§ Document segment
A century in Hawaii

A profile of the Watumulls of Hawaii, a family of Indian origin that moved to Honolulu 100 years ago and is now among the island’s most prominent clans.

May 10, 2014 03:53 pm | Updated 07:32 pm IST

When Jhamandas Watumull Ramchandani opened his shop on Fort Street in Hawaii 100 years ago, little would he have imagined that the small shop would one day become the nucleus of one of the largest family businesses in Hawaii. That this was where his descendants would settle and prosper and become leaders of the community and a part of the island’s history.

Jhamandas left his home in Hyderabad, Sind, as a young boy of 14 to earn a living and help his disabled father. His mother sold her jewellery to buy his passage to the Philippines. Ten years later, he opened a small import shop in Manila with his partner Dharamdas. The shop attracted American troops stationed in the Philippines and business was good. In 1913, when the troops were withdrawn from the Philippines and moved to Hawaii, the two partners decided to follow them and explore business opportunities.

A year later, Dharamdas opened a branch of ‘Dharamdas and Watumulls’ on Hotel Street in Honolulu. Unfortunately, during a visit to India two years later, he died of cholera and the store became Jhamandas’ responsibility. Unable to leave the Manila business for long, he decided to send his younger brother Gobindram to take care of the Honolulu store, which was now renamed ‘East India Store’.

During the following years, Jhamandas spent much time travelling looking for merchandise and visiting his family in Sind. Though he returned to Hawaii often, he could not make it his home as his wife Radhibai did not want to live in a foreign country. But Gobindram settled in Hawaii and, in 1922, married Ellen Jensen, an American music teacher.

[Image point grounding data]
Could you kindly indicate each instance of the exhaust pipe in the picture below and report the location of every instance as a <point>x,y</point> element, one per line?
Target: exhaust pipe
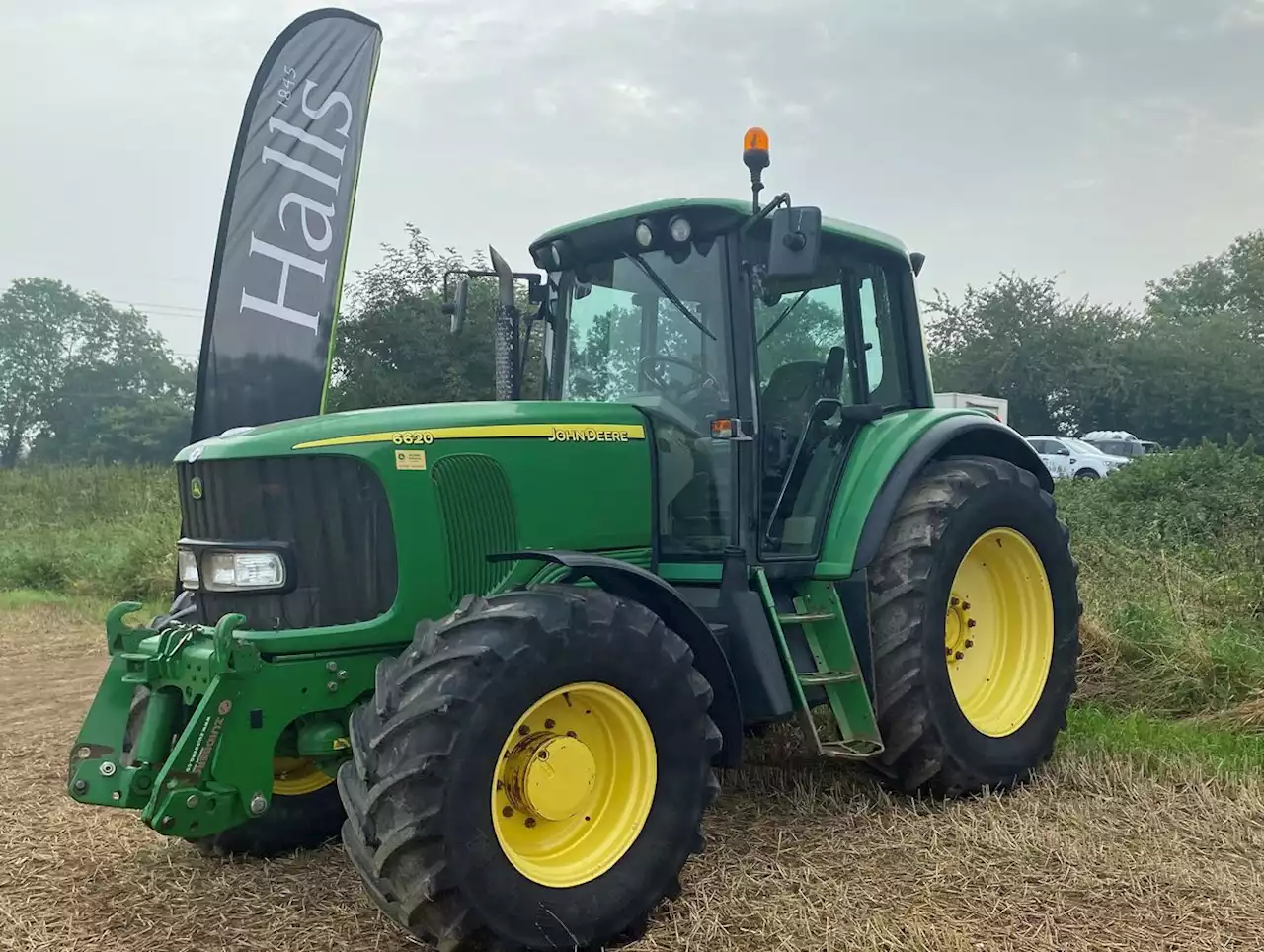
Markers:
<point>505,334</point>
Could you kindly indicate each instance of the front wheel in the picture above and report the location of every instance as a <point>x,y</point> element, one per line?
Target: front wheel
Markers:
<point>976,628</point>
<point>533,769</point>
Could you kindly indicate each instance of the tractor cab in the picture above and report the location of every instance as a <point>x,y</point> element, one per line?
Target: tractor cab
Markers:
<point>756,341</point>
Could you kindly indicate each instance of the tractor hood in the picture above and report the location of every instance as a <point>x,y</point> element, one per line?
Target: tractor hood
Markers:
<point>423,424</point>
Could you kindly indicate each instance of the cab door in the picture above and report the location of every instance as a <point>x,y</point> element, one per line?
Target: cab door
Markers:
<point>830,359</point>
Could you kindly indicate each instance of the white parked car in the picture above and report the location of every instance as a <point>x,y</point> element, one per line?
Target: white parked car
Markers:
<point>1066,458</point>
<point>1120,442</point>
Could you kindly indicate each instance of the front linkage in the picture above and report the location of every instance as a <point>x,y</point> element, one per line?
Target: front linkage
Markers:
<point>189,720</point>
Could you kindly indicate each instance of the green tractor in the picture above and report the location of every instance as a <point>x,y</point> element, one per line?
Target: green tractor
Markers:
<point>505,648</point>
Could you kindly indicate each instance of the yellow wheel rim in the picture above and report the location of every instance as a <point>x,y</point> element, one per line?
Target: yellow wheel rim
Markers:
<point>998,632</point>
<point>574,784</point>
<point>294,776</point>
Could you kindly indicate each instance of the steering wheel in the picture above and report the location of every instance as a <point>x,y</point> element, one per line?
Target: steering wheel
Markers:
<point>702,375</point>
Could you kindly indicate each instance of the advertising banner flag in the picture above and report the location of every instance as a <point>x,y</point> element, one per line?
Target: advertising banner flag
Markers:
<point>276,278</point>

§ Things to do
a: Decide whether each statement agrees with the Watumull family profile: (i) Jhamandas was 14 when he left his home in Hyderabad, Sind; (ii) Jhamandas's father sold jewelry to pay for his passage to the Philippines; (iii) Jhamandas eventually made Hawaii his home. For each, answer yes or no and quote the words of the text that decide it.
b: Carry the profile of the Watumull family forward from its final sentence.
The data after the text is separate material and has no connection to it.

§ Your responses
a:
(i) Yes: "Jhamandas left his home in Hyderabad, Sind, as a young boy of 14"
(ii) No: "His mother sold her jewellery to buy his passage to the Philippines."
(iii) No: "he could not make it his home as his wife Radhibai did not want to live in a foreign country."

b:
The initial years in Hawaii were difficult and trying. As the first Indian businessmen in Hawaii, they faced many setbacks, discrimination and daunting immigration laws, including denial of citizenship to Gobindram though he was married to an American. His wife, Ellen, lost her American citizenship because she had married a British East Indian subject.

But the brothers were gifted businessmen and together formed a formidable team. By 1930, they had built a base for themselves and opened more stores selling women’s and children’s clothes, lingerie, silks and curios from China. Their reputation was established and they had won people’s confidence.

In 1935, a watershed year for the Watumulls, Gobindram commissioned Ellen’s sister Elsie Das, who was an artist, to create 15 Hawaiian floral designs. The hand-painted designs were sent to Japan to be printed on raw silk by hand. Das’ designs were an instant success and a tremendous boost to the business. The Watumull name became synonymous with Aloha apparel, which became a part of Hawaiian culture and history. A vintage Watumulls shirt of the 1940s is now a collector’s item fetching as much as $1850.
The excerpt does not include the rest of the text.